━━━ SUPPLIED RECORDS

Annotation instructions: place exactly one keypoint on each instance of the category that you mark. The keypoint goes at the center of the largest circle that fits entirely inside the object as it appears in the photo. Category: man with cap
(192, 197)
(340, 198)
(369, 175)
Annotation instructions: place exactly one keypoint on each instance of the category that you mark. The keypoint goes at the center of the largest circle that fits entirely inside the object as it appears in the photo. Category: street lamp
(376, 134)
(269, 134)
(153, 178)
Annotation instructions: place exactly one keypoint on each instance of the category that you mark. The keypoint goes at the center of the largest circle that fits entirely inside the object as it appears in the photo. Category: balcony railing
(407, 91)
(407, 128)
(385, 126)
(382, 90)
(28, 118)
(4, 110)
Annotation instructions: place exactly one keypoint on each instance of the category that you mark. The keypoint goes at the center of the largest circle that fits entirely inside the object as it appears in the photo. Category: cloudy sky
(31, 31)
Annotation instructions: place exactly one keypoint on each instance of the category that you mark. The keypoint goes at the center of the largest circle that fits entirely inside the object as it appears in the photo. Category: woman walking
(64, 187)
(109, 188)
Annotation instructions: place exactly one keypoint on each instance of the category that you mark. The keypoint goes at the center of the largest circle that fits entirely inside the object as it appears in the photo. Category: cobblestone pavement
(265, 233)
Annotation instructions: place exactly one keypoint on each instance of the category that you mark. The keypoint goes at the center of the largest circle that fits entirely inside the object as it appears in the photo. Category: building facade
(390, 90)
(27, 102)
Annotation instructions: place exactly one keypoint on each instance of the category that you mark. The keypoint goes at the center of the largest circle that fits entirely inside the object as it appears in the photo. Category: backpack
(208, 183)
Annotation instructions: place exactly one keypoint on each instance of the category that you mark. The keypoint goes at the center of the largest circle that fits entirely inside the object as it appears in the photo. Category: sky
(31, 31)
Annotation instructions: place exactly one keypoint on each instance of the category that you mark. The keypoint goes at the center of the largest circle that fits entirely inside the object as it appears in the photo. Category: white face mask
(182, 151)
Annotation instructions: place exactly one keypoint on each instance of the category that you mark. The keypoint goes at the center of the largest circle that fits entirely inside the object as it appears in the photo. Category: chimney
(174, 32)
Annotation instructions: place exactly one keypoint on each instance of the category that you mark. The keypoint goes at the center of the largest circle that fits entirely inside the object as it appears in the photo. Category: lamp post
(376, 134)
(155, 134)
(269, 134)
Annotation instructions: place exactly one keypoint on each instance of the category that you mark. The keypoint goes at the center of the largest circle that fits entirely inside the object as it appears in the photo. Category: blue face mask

━━━━━━

= EXERCISE REQUIREMENTS =
Can you rewrite all the items with "keypoint" replaced by "marker" everywhere and everything else left unchanged?

= RESULT =
Annotation instructions: place exactly one marker on each instance of the category that you mark. The marker goes at the center of the largest circle that fits entirely inside the object as it appears in the photo. Category: man with cap
(192, 197)
(340, 198)
(369, 175)
Annotation instructions: place exactly one marker on each instance of the category that you mark. The marker goes at the center of the largest circle that fits entirely inside the object as it appears in the photo. Category: street lamp
(376, 134)
(269, 134)
(153, 178)
Annotation instructions: place exactly one marker on each instance of the category that you mark. The marker goes at the center of the largest circle that fits entirely inside the object as it appears in the photo. Category: balcony railing
(407, 91)
(407, 128)
(385, 126)
(382, 90)
(28, 118)
(4, 110)
Annotation instructions: place exactly one marker on each instance of the category that you mark. The marker goes at the center of the largest circle that fits entirely inside the object as it appears in the photo. Category: cloudy sky
(31, 31)
Annotation instructions: place exactly one marker on each instance of the category that you mark. The marker goes at the center of the largest circle that fits entirely inside the object as it appears in the photo. Category: woman walking
(64, 187)
(109, 188)
Annotation instructions: place exactly one marker on each instance of the category that you mark. The marker goes at the center of the largest circle that fits entirely inside the object as it appears in the photo. Category: cobblestone pavement
(265, 233)
Annotation instructions: place exactly one marker on each instance of the category that you mark. The marker goes at the center of the largest circle that fits entirely inside the object as it appears in the photo. Category: building facade
(390, 90)
(27, 102)
Annotation instructions: place exactly one marker on each instance of the category that you mark. The marker goes at the center of the largest circle that fits entirely inside the object as it appears in the photo. Category: backpack
(208, 183)
Annotation instructions: place exactly one marker on each instance of the category that you mark. The marker goes at the center of the largest circle that fits entirely inside the object as it appears in the photo. Category: sky
(31, 31)
Annotation instructions: place exactly one marker on each instance of the category that you mark. The marker goes at the center of the largest circle that fits entirely inside the object as it appears in the photo. Category: white face mask
(182, 151)
Annotation instructions: place exactly one marker on each instance of the category that you mark. The marker goes at the center of the largest circle that fits entirely inside the object as it appears in the photo. Category: chimney
(174, 32)
Annotation instructions: place exactly one marker on each instance of the category that you mark. The marker goes at the center of the largest circle that fits entirely inside the object as it appears in the photo. Category: lamp post
(376, 134)
(155, 134)
(269, 134)
Annotation instructions: place exactly one marker on each instance of the category that you mark. The marker goes at the center of the largest circle that fits entirely inside the object as it appears in the photo. Category: blue face mask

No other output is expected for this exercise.